| Exercise requirements |
List each line below that contains the string "sunset", copying it in full. Matching is case-sensitive.

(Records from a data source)
+++++

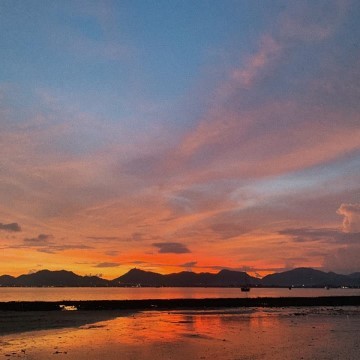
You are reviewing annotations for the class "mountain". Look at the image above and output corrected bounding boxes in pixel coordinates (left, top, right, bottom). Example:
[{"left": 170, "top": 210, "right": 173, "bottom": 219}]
[
  {"left": 112, "top": 269, "right": 260, "bottom": 286},
  {"left": 261, "top": 268, "right": 359, "bottom": 287},
  {"left": 0, "top": 275, "right": 15, "bottom": 286},
  {"left": 0, "top": 268, "right": 360, "bottom": 287}
]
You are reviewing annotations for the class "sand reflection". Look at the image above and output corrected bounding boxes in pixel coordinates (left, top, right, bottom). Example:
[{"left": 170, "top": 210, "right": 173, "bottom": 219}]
[{"left": 0, "top": 308, "right": 360, "bottom": 360}]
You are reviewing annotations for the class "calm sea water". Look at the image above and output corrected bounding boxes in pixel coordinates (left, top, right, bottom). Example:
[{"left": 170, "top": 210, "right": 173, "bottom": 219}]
[{"left": 0, "top": 287, "right": 360, "bottom": 301}]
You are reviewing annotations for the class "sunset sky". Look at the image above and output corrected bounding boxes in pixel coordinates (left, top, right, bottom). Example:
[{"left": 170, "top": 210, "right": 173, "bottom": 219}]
[{"left": 0, "top": 0, "right": 360, "bottom": 279}]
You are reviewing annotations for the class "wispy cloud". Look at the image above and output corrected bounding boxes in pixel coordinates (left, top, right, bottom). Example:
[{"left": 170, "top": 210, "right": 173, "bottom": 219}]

+++++

| Problem solution |
You are reviewing annotations for the class "sunset sky". Look at the image above and output corrected bounding boxes in pixel coordinates (left, top, right, bottom). Example:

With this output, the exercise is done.